(Point annotation dataset records)
——

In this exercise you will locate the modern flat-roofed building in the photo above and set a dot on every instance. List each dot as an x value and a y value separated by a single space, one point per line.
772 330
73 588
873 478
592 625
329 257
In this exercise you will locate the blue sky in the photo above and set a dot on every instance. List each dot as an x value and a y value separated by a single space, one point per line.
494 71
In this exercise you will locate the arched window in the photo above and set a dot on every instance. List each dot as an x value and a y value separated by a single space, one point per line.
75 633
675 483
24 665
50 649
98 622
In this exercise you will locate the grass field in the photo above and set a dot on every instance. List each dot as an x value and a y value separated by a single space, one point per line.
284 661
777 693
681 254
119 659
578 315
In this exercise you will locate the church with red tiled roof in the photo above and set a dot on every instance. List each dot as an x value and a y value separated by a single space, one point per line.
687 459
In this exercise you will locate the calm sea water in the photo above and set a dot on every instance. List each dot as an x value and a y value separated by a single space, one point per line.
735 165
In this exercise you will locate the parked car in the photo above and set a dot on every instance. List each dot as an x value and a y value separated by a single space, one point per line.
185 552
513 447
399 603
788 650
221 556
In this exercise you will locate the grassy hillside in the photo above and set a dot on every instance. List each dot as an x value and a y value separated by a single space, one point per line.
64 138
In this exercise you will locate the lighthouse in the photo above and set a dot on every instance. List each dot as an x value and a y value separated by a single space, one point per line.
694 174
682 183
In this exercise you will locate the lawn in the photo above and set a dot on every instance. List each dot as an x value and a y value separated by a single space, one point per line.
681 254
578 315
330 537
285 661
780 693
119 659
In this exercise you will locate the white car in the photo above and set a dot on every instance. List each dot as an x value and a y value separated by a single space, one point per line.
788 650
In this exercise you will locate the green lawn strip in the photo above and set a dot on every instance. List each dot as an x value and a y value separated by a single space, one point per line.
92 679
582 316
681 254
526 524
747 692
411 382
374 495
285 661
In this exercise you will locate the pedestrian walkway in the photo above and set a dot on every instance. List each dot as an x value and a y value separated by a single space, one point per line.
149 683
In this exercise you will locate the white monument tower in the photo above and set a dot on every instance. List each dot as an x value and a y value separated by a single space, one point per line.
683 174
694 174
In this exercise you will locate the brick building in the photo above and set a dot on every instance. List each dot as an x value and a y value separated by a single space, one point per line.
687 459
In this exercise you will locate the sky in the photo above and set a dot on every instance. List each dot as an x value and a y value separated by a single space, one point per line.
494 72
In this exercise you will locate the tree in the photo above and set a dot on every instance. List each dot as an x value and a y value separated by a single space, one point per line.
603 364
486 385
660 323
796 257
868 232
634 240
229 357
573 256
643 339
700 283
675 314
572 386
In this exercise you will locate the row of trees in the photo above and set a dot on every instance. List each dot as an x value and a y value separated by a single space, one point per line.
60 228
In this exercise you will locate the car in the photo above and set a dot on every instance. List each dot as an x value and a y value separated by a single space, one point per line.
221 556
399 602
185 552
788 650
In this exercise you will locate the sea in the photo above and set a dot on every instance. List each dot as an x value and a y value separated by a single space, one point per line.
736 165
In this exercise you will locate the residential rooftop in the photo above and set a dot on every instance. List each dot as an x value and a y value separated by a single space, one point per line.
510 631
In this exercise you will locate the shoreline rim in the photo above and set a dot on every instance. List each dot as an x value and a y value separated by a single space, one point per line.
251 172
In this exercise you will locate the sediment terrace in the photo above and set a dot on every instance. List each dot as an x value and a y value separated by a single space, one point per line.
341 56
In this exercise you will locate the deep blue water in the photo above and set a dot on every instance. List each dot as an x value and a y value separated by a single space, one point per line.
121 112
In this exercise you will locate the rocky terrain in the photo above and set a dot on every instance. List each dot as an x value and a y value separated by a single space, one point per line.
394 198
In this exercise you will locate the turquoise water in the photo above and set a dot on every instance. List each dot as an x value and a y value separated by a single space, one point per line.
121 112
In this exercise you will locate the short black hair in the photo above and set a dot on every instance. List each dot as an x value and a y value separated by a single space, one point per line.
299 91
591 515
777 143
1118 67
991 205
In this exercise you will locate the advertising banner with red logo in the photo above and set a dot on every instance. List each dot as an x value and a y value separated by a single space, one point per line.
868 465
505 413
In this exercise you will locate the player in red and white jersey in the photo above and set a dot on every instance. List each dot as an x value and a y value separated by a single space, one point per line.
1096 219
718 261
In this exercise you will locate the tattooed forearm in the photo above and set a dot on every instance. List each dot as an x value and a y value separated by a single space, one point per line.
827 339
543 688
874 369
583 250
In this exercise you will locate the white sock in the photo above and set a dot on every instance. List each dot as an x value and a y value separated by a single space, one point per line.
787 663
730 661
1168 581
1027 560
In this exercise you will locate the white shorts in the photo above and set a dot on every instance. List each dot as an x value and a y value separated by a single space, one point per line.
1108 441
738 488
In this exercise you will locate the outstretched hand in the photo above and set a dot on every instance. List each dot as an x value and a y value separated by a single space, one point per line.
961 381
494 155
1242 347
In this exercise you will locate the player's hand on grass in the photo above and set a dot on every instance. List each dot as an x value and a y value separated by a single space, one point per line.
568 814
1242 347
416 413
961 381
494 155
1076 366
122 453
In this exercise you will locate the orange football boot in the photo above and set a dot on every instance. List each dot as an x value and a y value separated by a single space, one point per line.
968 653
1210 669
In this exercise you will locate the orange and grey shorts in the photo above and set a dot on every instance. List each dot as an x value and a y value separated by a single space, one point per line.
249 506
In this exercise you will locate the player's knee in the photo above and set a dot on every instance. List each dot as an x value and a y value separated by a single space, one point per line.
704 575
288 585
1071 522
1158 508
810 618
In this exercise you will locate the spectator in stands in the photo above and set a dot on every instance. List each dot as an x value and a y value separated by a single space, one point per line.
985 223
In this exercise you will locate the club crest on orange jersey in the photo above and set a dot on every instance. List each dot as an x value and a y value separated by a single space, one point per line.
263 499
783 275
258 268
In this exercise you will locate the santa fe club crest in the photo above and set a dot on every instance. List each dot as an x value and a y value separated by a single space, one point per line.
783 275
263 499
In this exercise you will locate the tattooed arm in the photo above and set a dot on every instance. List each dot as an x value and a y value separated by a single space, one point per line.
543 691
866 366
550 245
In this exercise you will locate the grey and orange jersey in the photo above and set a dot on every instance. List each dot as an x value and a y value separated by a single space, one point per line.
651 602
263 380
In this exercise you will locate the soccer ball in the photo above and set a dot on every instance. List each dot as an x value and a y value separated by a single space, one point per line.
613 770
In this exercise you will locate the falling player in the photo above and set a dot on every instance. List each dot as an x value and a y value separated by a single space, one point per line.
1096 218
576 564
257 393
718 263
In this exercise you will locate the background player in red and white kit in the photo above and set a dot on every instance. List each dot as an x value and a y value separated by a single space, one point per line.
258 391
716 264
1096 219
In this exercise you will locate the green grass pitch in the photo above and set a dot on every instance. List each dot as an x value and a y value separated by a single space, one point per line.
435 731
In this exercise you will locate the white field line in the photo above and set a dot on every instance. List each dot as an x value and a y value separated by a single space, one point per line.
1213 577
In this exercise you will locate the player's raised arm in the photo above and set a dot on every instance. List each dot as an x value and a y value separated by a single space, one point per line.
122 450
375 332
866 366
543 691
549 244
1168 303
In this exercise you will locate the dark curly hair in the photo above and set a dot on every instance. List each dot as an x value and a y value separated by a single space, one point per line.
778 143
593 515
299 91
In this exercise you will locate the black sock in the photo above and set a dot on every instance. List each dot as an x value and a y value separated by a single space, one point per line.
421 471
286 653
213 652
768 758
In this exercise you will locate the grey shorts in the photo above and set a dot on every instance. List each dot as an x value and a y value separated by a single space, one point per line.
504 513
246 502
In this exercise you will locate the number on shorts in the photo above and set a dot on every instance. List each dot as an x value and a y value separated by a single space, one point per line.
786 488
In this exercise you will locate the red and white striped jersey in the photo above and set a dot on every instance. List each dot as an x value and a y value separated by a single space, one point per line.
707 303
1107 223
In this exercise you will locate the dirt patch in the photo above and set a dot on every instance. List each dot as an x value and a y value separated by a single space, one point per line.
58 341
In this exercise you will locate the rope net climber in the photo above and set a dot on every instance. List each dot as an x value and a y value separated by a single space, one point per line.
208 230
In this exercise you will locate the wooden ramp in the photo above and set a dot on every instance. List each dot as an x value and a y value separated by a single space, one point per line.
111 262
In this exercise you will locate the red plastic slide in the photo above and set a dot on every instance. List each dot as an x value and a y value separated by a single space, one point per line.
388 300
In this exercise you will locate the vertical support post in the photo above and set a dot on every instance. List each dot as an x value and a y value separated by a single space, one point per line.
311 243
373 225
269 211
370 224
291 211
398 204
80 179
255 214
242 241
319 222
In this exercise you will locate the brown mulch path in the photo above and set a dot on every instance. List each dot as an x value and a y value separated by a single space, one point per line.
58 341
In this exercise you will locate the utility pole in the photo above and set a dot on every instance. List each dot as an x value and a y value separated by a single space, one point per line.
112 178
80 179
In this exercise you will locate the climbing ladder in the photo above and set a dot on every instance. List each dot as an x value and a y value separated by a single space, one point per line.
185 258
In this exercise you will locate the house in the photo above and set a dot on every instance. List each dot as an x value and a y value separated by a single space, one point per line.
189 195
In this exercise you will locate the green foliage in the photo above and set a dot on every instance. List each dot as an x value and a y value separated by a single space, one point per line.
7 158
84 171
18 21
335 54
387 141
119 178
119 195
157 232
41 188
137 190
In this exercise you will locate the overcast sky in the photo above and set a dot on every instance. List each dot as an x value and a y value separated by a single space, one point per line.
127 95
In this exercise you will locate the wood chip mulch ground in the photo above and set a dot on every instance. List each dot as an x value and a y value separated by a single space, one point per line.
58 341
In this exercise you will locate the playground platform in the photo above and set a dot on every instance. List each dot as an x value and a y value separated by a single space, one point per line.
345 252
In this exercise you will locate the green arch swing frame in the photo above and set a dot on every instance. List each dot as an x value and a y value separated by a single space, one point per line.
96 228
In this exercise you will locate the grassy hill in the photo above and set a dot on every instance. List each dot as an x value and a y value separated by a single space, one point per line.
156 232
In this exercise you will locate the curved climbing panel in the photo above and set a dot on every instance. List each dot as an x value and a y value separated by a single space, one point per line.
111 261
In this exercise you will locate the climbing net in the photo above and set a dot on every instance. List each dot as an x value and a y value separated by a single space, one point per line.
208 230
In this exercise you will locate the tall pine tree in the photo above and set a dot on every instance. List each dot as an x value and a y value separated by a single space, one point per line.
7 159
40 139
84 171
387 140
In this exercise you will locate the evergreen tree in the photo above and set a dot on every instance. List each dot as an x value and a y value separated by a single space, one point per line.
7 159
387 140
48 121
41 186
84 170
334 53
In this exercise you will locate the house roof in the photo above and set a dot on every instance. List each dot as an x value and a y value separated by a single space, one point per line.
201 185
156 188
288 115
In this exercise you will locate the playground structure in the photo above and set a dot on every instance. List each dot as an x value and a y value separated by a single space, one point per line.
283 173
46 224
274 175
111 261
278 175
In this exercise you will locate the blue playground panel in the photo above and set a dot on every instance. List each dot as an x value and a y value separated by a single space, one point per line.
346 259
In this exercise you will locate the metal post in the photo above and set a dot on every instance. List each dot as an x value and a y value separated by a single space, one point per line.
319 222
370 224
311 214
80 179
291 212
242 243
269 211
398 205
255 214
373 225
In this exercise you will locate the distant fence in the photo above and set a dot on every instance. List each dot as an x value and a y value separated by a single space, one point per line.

——

### What the exercise asks
From the line containing "In this exercise you will locate the playground structure" down to the final line of the data, write out every line exactly; both the first and last of these belong in your answer, and nothing else does.

### Written response
In this exercise you will locate the playground structure in the photo above and set a dot on every instance. List each dot as an x value and a y value separated by a single space, one point per line.
283 173
46 224
274 175
111 261
278 175
In this exercise you will locate the blue playground panel in the photo above and set a dot on every instance. List each dot as an x value and a y value separated by a single space, one point per line.
346 259
In this exercise you will locate the metal post in the photo above and set a dot on every instance. List each dot as an x value and a y value separated by a single space, one point per line.
319 222
370 224
311 214
80 179
291 212
242 243
269 211
398 205
255 214
373 225
In this exercise you will locate the distant fence in the photo above and set a dot on every instance. List each dot as an x value and a y value separated by a single space, one point per line.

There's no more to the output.